Texto extraído

....................

O humor de um teatro cínico

Crítica da peça Notas de cozinha, do grupo colombiano Teatro Del Embuste

II Bienal de Teatro da USP

Em 1988, circulou no Brasil uma propaganda dos publicitários da conhecida agência W-Brasil (aquela da canção do Jorge Bem) para o jeans Staroup intitulada Passeata. Jovens vestindo calças jeans da referida marca fugiam da polícia que tentava dispersar uma passeata. Em câmara lenta, os policiais tentavam agarrar os jovens – sim, pelas calças. Tudo isso ao som de uma valsa de Strauss, composta logo depois que ele saiu da prisão, onde esteve por conta de suas composições revolucionárias. Era recente a abertura democrática no Brasil e a memória de passeatas remetia imediatamente aos anos de ditadura das últimas décadas. O comercial ganhou o Leão de Ouro em Cannes, entre outros prêmios. Um de seus criadores é Washington Olivetto, marketeiro famoso por campanhas emblemáticas da história da TV brasileira, como o Garoto Bombril e a frase “o primeiro sutiã a gente nunca esquece”. O outro é Nizan Guanaes, diretor de marketing da campanha de reeleição de Fernando Henrique Cardoso em 1998 e sócio do marketeiro da eleição de Lula em 2002, Duda Mendonça. Tinha uma vaga memória dessa propaganda quando me deparo com ela em uma peça de teatro em São Paulo, em um momento em que a polícia está novamente agredindo estudantes pelas ruas – sim, em pleno 2015. A história do Brasil é cínica – e feita de propaganda.

....................

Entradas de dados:
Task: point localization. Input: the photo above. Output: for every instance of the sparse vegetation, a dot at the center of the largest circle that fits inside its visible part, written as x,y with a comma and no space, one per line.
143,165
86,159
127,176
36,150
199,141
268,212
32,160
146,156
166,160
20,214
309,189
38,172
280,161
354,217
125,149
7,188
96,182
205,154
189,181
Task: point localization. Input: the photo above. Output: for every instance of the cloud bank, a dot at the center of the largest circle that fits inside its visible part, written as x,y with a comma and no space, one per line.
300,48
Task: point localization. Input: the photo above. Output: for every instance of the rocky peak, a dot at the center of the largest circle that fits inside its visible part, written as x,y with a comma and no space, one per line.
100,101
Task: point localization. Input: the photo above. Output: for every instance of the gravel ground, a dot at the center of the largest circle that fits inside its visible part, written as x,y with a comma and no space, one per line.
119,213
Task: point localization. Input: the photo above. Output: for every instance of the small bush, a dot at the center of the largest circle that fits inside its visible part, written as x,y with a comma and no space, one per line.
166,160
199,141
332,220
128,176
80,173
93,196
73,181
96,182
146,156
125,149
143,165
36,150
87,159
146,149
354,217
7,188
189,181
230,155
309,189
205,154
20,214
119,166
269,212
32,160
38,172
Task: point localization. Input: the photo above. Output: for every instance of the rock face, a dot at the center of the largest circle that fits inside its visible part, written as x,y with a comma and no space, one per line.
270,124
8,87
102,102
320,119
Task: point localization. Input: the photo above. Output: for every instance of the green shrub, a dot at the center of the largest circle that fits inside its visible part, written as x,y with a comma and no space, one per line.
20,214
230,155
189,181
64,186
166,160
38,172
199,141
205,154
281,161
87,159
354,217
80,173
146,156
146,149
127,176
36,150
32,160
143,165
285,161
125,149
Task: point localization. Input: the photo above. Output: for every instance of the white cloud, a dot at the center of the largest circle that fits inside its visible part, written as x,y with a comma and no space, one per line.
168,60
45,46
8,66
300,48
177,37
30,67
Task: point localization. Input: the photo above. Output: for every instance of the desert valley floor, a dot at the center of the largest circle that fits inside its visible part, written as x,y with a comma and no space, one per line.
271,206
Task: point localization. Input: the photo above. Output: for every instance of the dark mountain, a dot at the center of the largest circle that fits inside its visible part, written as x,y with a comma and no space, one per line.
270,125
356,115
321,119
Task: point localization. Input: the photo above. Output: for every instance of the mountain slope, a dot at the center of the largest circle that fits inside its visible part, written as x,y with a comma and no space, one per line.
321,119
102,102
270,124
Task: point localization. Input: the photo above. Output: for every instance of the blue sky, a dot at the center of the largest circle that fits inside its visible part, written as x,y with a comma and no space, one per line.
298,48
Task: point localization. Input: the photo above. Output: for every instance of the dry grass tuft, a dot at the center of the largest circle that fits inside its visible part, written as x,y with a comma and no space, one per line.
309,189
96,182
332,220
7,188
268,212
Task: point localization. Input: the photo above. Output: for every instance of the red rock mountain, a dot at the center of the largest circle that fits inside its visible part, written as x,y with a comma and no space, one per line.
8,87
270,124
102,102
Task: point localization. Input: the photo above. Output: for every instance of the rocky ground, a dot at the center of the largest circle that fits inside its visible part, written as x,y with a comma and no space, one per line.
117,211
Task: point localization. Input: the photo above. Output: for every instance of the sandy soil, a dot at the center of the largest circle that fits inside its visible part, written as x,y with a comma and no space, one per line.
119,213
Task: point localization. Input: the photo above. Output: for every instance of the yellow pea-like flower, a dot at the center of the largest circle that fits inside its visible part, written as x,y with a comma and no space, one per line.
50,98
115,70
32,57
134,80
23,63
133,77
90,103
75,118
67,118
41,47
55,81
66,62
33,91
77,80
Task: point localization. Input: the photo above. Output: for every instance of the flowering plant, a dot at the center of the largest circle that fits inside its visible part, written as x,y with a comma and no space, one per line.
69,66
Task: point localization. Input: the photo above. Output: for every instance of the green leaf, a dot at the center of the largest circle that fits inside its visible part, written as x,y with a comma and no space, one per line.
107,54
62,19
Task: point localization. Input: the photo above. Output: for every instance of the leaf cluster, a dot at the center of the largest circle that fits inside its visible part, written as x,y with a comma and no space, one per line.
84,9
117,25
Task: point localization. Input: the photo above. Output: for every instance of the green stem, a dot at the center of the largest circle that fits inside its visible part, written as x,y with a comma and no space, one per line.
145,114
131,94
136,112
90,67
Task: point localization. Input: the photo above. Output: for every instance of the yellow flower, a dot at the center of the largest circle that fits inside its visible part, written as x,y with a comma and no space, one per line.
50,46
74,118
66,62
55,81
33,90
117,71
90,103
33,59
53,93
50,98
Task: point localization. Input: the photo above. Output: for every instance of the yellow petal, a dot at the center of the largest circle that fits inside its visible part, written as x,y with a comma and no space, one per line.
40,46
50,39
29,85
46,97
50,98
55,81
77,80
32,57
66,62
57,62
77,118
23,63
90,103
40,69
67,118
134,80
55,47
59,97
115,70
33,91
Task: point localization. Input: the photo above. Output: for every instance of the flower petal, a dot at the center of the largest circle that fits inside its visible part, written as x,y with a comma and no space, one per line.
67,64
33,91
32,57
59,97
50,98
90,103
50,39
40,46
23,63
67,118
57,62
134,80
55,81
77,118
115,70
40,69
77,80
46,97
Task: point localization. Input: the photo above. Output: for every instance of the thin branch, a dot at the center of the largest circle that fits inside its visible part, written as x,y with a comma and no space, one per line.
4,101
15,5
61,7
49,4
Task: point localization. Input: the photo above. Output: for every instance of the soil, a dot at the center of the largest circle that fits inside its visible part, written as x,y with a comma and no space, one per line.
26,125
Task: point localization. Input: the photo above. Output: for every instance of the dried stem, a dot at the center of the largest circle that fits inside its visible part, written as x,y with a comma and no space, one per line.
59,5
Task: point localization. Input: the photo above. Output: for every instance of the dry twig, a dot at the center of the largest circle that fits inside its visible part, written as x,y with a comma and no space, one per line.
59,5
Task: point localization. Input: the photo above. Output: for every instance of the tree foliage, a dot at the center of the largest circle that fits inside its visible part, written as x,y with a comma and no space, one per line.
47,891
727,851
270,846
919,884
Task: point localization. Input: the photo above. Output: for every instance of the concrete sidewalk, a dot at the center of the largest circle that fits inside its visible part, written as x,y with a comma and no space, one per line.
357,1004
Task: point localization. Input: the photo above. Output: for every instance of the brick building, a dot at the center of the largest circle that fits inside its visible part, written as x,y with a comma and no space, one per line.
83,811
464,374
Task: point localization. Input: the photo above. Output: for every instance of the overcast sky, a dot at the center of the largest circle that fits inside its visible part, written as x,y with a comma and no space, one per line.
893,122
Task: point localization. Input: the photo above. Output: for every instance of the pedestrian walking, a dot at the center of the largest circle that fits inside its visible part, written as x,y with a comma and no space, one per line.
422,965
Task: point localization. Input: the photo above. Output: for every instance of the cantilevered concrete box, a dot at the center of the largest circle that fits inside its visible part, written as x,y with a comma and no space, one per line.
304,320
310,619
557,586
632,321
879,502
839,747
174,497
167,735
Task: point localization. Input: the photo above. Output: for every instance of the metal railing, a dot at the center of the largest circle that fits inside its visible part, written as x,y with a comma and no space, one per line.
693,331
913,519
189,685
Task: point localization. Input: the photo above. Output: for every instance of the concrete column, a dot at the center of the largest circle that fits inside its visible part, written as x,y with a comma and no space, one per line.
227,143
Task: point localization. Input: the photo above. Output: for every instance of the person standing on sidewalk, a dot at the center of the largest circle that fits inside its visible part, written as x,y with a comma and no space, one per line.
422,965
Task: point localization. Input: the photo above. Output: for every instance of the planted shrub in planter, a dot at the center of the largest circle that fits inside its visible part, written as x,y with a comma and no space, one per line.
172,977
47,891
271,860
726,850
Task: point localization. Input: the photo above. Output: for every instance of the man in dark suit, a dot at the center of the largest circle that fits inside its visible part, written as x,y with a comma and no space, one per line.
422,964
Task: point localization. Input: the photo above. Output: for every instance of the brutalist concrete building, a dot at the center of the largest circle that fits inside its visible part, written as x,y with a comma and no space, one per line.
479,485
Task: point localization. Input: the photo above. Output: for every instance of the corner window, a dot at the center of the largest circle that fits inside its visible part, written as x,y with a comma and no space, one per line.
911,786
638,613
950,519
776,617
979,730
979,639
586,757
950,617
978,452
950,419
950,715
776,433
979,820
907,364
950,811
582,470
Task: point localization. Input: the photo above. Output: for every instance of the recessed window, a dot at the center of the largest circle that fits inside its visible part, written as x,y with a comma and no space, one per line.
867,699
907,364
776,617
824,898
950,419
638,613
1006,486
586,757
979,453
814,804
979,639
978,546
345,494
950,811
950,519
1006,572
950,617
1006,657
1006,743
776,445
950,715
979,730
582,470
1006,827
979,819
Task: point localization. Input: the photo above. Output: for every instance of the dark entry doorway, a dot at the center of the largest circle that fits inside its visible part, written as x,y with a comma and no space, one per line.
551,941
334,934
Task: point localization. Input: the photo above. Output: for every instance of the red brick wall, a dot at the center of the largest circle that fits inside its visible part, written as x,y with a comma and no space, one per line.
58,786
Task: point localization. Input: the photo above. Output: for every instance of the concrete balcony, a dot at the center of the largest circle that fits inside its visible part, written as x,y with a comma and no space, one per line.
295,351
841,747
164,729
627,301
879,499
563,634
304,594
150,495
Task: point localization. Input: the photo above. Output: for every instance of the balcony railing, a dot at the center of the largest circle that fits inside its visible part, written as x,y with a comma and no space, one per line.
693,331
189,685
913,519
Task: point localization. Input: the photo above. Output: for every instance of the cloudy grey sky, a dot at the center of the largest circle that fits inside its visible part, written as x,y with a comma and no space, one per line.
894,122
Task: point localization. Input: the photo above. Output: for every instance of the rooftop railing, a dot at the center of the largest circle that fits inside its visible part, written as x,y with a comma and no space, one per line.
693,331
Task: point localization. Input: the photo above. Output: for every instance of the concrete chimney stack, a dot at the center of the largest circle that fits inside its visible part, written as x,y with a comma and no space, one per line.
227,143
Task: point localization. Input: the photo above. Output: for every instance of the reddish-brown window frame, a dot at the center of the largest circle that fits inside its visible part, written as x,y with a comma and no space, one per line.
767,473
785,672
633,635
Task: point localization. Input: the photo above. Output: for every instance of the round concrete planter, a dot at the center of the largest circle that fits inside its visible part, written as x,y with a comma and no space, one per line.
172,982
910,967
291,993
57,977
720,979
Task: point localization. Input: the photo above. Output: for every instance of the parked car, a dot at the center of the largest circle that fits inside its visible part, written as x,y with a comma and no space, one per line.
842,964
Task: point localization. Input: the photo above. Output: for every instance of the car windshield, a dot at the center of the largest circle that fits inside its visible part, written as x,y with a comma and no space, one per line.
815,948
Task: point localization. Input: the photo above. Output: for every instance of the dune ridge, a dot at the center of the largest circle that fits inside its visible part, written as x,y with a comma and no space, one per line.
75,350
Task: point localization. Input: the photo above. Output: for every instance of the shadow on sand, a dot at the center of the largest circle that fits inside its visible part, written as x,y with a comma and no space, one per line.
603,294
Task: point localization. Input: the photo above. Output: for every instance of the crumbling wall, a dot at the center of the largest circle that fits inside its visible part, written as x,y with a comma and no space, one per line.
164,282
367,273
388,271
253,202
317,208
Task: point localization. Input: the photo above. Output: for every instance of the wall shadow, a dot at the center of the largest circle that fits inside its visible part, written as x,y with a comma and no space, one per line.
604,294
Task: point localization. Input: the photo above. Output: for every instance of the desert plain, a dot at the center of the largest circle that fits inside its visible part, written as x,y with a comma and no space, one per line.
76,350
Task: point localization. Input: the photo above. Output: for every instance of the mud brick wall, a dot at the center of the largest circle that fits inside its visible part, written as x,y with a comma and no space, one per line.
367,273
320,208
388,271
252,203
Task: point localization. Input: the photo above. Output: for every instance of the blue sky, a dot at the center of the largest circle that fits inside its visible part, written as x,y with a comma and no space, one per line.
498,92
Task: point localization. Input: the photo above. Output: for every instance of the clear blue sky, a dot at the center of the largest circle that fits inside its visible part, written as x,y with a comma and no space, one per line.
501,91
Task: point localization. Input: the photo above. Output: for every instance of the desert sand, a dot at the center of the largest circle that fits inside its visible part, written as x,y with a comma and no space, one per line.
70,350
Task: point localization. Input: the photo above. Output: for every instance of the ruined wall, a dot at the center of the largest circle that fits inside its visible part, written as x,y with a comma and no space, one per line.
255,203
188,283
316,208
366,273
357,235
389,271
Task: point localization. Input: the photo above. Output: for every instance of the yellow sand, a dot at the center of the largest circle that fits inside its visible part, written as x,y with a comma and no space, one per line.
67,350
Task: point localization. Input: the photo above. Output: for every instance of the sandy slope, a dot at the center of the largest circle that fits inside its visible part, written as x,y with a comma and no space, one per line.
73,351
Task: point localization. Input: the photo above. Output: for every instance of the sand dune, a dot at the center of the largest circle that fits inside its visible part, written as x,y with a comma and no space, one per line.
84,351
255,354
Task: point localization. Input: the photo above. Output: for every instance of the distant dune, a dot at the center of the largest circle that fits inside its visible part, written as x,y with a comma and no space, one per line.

....................

Trabalho pedido
1) Responda com base na crítica da peça Notas de cozinha:
(a) Em que ano circulou no Brasil a propaganda Passeata?
(b) Que prêmio o comercial ganhou em Cannes?
(c) De qual grupo é a peça criticada?
2) Prossiga com a crítica da peça Notas de cozinha a partir da última frase apresentada.

Conjunto de respostas
1)
(a) Em 1988.
(b) O Leão de Ouro.
(c) Do grupo colombiano Teatro Del Embuste.

2)
Notas de cozinha, do grupo colombiano Teatro Del Embuste, fez apresentações no Tusp por ocasião da II Bienal de Teatro da USP. A peça, encenação do catalão Marc Caellas a partir de um texto do argentino Rodrigo García, apresenta o percurso de três personagens por diferentes situações que apresentam clichês da vida urbana na atualidade e desejos fúteis de uma sociedade orientada pelo consumo do status. Não há continuidade narrativa entre uma e outra cena, mas a continuidade estabelecida pelos códigos de atuação gera um acúmulo interessante entre as cenas. Primeiro porque geralmente, nesse tipo de peça (em que não há uma narrativa, um cosmo fictício e que tem um desejo de denunciar questões sócio-econômicas do mundo contemporâneo), os atores e atrizes se esforçam por negar a ideia de personagem, enfatizando que eles estão ali com a sua persona de artista, assumindo os discursos na primeira pessoa – mesmo quando o texto é declaradamente de outra pessoa, o autor ou autora de um texto muitas vezes previamente escrito.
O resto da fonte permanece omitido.